----- Texte fourni -----

De Korla, témoignage d’un Chinois han, par Jing Yuan
Je suis Han et je viens de la ville de Korla, qui se trouve dans le sud du Xinjiang. Au quotidien mes relations avec mes voisins ouïgours sont très bonnes, mais je sens tout de même une certaine distance, un mur invisible entre les deux communautés. On est amis, mais jamais on ne sera frères. La Chine se développe, mais la situation des Ouïgours n’est pas prise en compte par le gouvernement. Les Ouïgours sont moins doués que les Hans pour les affaires, un fossé se creuse, et tout le monde pâtit de la situation. Les Ouïgours ont le droit de manifester, mais il ne faut pas tuer les gens !

-----

### Consigne écrite 1
Selon le témoignage, de quelle ville vient la personne qui s'exprime ?
Le témoignage et les enregistrements proviennent de sources différentes.

----- Lignes -----

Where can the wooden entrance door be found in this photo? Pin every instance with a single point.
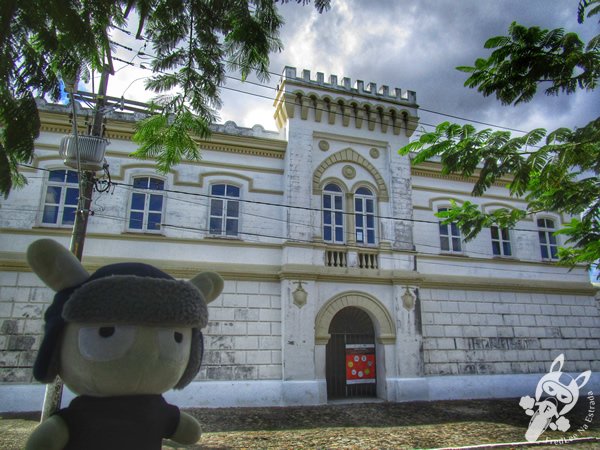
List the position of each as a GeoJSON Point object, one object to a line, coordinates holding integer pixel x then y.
{"type": "Point", "coordinates": [351, 346]}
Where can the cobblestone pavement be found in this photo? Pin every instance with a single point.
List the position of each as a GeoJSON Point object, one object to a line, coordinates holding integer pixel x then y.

-----

### Consigne écrite 2
Dans les enregistrements, substituez « brick walkway » à « cobblestone pavement » dans tout le passage allant de la ligne qui contient « Where can the cobblestone » jusqu'à la fin, puis recopiez seulement ce passage sans autre modification.

### Réponse complète 1
De Korla, une ville du sud du Xinjiang.

### Réponse complète 2
Where can the brick walkway be found in this photo? Pin every instance with a single point.
List the position of each as a GeoJSON Point object, one object to a line, coordinates holding integer pixel x then y.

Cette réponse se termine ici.